··· Exercise inputs

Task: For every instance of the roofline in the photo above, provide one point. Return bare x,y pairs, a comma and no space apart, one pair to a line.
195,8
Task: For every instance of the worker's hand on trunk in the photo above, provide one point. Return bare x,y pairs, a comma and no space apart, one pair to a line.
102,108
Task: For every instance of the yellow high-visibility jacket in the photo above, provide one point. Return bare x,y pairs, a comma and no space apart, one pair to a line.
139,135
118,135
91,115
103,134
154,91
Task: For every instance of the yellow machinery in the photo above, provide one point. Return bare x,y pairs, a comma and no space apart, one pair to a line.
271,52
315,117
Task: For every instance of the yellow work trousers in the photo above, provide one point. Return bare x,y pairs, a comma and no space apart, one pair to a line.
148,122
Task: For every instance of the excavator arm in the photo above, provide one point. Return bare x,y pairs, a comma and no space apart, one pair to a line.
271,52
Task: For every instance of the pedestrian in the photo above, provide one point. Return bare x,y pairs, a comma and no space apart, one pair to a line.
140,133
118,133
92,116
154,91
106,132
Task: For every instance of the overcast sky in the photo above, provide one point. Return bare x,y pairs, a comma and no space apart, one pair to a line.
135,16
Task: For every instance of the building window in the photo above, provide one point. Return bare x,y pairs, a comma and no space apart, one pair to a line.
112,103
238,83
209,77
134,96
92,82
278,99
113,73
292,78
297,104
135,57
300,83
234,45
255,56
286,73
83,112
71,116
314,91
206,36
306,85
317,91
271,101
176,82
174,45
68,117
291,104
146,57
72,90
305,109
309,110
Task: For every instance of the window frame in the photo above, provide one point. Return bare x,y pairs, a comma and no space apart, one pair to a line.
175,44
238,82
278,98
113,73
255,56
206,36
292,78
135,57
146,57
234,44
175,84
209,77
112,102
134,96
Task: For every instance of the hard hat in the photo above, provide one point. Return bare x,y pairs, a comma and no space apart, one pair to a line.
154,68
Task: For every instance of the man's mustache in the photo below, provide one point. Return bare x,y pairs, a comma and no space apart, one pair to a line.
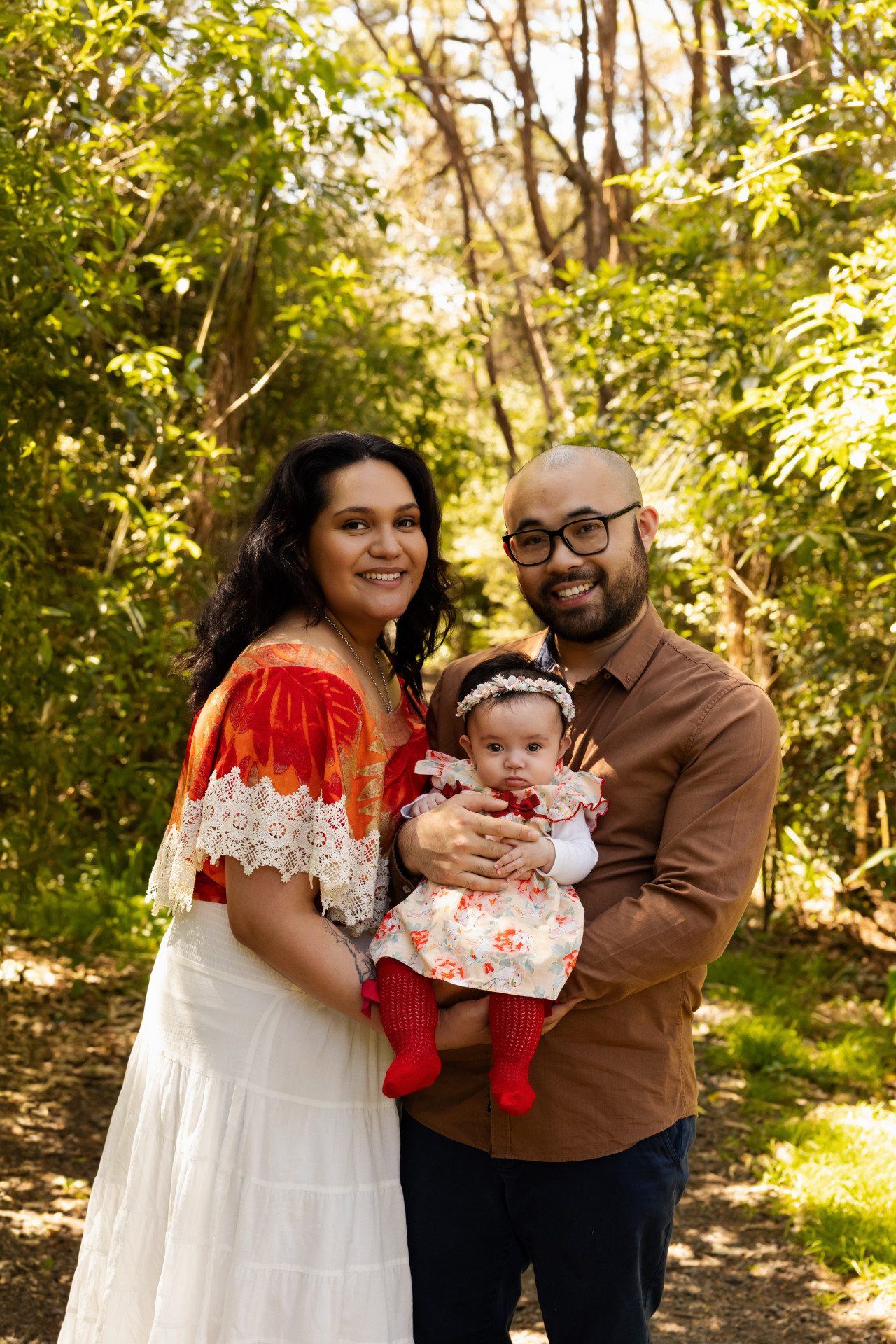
546,590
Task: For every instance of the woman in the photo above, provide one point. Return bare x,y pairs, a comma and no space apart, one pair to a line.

······

Requirement
Reproduce every line of the records above word for word, leaving out the pictures.

Finished answer
Task: For every instance of the roofline in the photo above, provide one point. Return bare x,y pairs, a comma and no space apart, one pair to a line.
195,8
Task: For every instance of the worker's hand on trunk in the photo above, provide one point. Return bare x,y pairs, a comma and no space apart, one pair to a line.
102,108
Task: For every instance of the yellow high-visibility jacket in the photo above, provide one point. Return bare x,y pairs, a comma and no space apart, one pair to a line.
139,135
118,135
91,115
103,134
154,91
Task: For every instance of the yellow machinery in the photo above, provide one point. Return bare x,y pairs, a comma and no space apart, one pair to a line.
271,52
315,117
Task: For every instance of the yellow work trousers in the photo above, provide one point. Return bare x,y pairs, a comma and no space apart, one pair to a line.
148,122
Task: For every instance of the excavator arm in the photo above, provide one point. Return bare x,y pairs, a comma and no space apart, one pair to a line.
271,52
Task: For every instance of the pedestrian in the photo above, provide one point. Return bare x,y pairs, a comma and no space apart, one pair to a line.
140,133
118,133
92,116
154,91
106,132
Task: For every instance of the overcast sky in the photo above, provide one point. Return bare x,y pairs, a comma and no space apart, one pair to a line.
135,16
Task: For every instance of the building window in the photo above, provide one point. Return bare x,y pairs, a comma and no space apart, one pair to a line.
112,103
238,83
209,77
134,96
92,82
278,99
113,73
292,78
297,104
135,57
300,83
234,45
255,56
286,73
83,112
71,116
314,91
206,36
306,85
317,91
271,101
176,82
174,45
68,117
291,104
146,57
72,90
305,109
309,110
Task: For every instance of the window frame in the photo above, provide one point. Return bare x,y pairs, a comma and no space apart, one pair to a line.
175,44
238,82
278,98
113,73
255,56
206,36
292,78
135,57
146,57
234,44
175,84
209,77
112,102
134,96
Task: For every instance of the hard hat in the photo above, provide one point. Return bare x,y pairs, a comma and no space apart, one pair to a line.
154,68
Task: For every instance of the man's mustache in the photo below, provide one point. Return bare x,y pairs, a comma and no space apart, one pair to a line.
546,590
Task: For every instance of the woman in the photo above, provide one point. Return bare x,y pairs, a comma and no space apart, one pair to a line.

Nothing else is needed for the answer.